(Records)
━━━━━━

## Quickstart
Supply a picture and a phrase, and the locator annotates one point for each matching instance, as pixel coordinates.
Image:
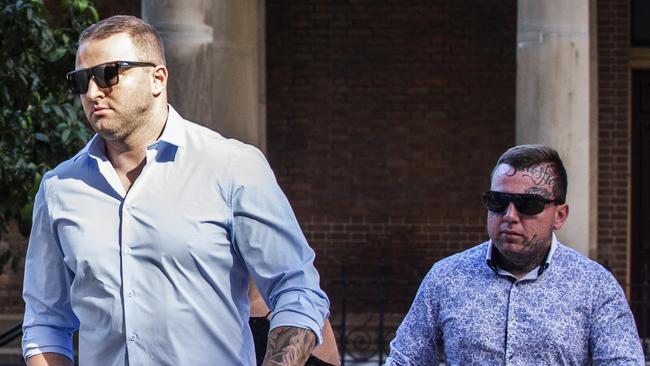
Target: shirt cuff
(41, 339)
(288, 318)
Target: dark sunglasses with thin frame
(105, 75)
(525, 203)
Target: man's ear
(159, 80)
(561, 214)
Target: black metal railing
(366, 311)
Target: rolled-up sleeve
(49, 322)
(269, 239)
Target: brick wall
(613, 140)
(384, 120)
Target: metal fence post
(382, 298)
(344, 312)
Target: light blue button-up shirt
(570, 311)
(158, 275)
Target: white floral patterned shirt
(571, 312)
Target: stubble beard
(533, 252)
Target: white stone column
(556, 101)
(215, 53)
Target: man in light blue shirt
(521, 298)
(144, 240)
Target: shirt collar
(540, 269)
(173, 133)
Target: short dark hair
(526, 156)
(145, 37)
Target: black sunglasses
(527, 204)
(105, 75)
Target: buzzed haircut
(526, 156)
(145, 37)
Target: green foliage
(41, 121)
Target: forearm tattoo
(289, 346)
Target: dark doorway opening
(640, 258)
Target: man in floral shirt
(521, 298)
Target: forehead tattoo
(543, 177)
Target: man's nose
(511, 213)
(94, 90)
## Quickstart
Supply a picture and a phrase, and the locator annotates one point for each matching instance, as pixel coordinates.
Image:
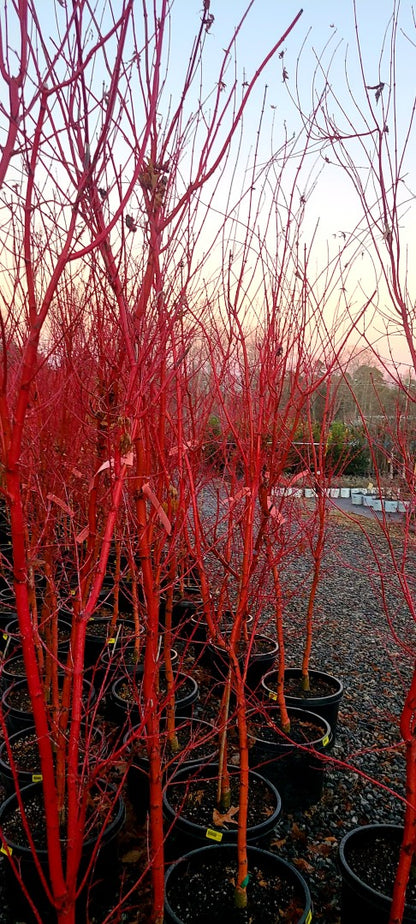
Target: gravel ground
(365, 775)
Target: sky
(322, 42)
(325, 33)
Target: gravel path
(365, 776)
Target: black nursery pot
(261, 657)
(182, 796)
(199, 889)
(19, 851)
(325, 704)
(364, 855)
(294, 763)
(17, 707)
(25, 750)
(200, 748)
(126, 698)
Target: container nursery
(96, 328)
(384, 136)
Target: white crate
(368, 500)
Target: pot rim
(257, 852)
(358, 832)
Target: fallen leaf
(303, 865)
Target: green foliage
(347, 450)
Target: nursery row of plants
(143, 610)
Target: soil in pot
(200, 889)
(198, 746)
(260, 653)
(25, 750)
(105, 819)
(126, 696)
(294, 762)
(323, 698)
(190, 808)
(17, 707)
(368, 858)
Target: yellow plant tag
(213, 835)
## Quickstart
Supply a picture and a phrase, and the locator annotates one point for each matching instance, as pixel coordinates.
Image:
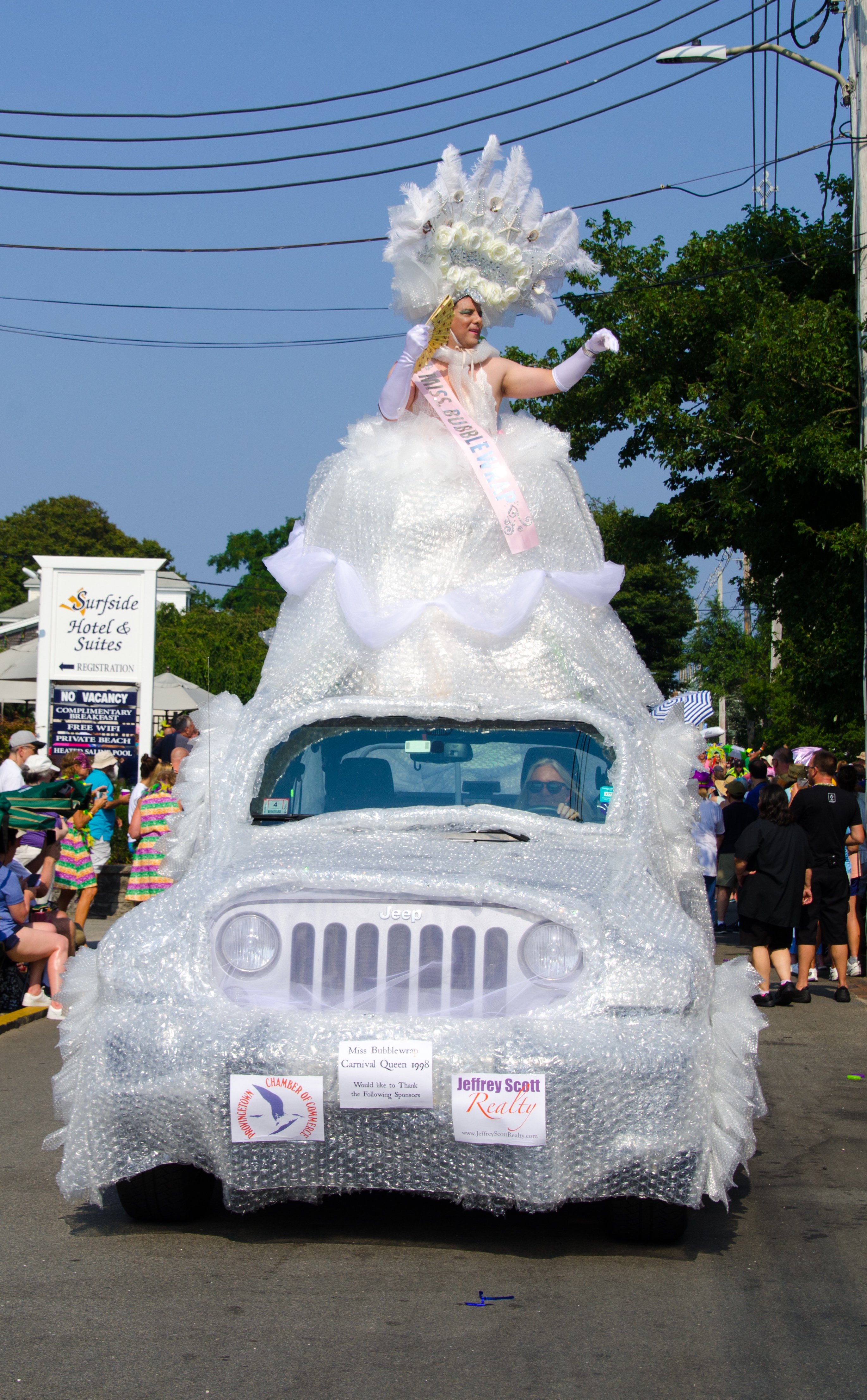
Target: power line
(345, 121)
(344, 150)
(341, 150)
(342, 97)
(194, 345)
(701, 278)
(341, 180)
(153, 306)
(383, 239)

━━━━━━

→ DESCRIPTION OF THE TASK:
Convert every line of the records above into a numbered list, omitting blank lines and leaving the pictures out.

→ SOLUTION:
1. ## Quickstart
2. Supply a picture and a phrase, and the locator annotates one point for each matching instance, as pixel coordinates.
3. Image:
4. Target: shirt cuff
5. (41, 339)
6. (288, 318)
7. Target: dark sunglasses with thin frame
8. (105, 75)
9. (525, 203)
10. Target: man's ear
11. (159, 80)
12. (561, 214)
13. Target: black metal railing
14. (366, 311)
15. Target: rolled-up sleeve
16. (49, 322)
17. (269, 239)
18. Target: brick wall
19. (613, 140)
20. (384, 120)
21. Target: metal fence post
22. (382, 298)
23. (344, 312)
24. Target: light blue button-up shirt
25. (570, 311)
26. (158, 275)
27. Target: white floral patterned shirt
28. (571, 312)
29. Target: stubble beard
30. (533, 252)
31. Target: white stone column
32. (556, 101)
33. (215, 53)
34. Target: man in light blue shirt
35. (521, 298)
36. (144, 240)
37. Target: shirt collar
38. (540, 269)
39. (173, 133)
40. Target: short dark hair
41. (526, 156)
42. (145, 37)
43. Target: black sunglasses
44. (527, 204)
45. (105, 75)
46. Target: buzzed haircut
47. (526, 156)
48. (145, 37)
49. Target: green foliage
50. (41, 121)
51. Target: forearm tattoo
52. (289, 346)
53. Target: dark doorway opening
54. (640, 258)
55. Target: man in floral shirt
56. (521, 298)
57. Target: forehead tattoo
58. (543, 177)
59. Target: man's nose
60. (511, 213)
61. (94, 90)
62. ## Quickstart
63. Supply a picture and a phrase, and the locator annotates one point for each matching instance, as pixel coordinates.
64. Image:
65. Target: gravel ground
66. (365, 775)
67. Target: sky
68. (322, 42)
69. (325, 33)
70. Target: gravel path
71. (365, 776)
72. Target: black nursery pot
73. (261, 657)
74. (182, 796)
75. (199, 889)
76. (19, 851)
77. (325, 704)
78. (364, 855)
79. (294, 763)
80. (17, 707)
81. (25, 750)
82. (200, 748)
83. (126, 698)
84. Target: container nursery
85. (96, 328)
86. (384, 136)
87. Target: white crate
88. (368, 500)
89. Target: pot rim
90. (257, 852)
91. (358, 832)
92. Target: fallen leaf
93. (303, 865)
94. Target: green foliage
95. (347, 450)
96. Target: nursery row of plants
97. (143, 610)
98. Target: soil in pot
99. (200, 889)
100. (198, 746)
101. (260, 653)
102. (25, 750)
103. (105, 819)
104. (126, 696)
105. (294, 762)
106. (323, 698)
107. (190, 808)
108. (17, 707)
109. (368, 858)
110. Target: yellow plant tag
111. (213, 835)
112. ## Quickstart
113. Supply a picture and a phrase, and the locator annotates one point for each matching instance, as pixel coordinates.
114. Image:
115. Target: power line
116. (345, 121)
117. (344, 150)
118. (341, 150)
119. (342, 97)
120. (194, 345)
121. (701, 278)
122. (341, 180)
123. (153, 306)
124. (383, 239)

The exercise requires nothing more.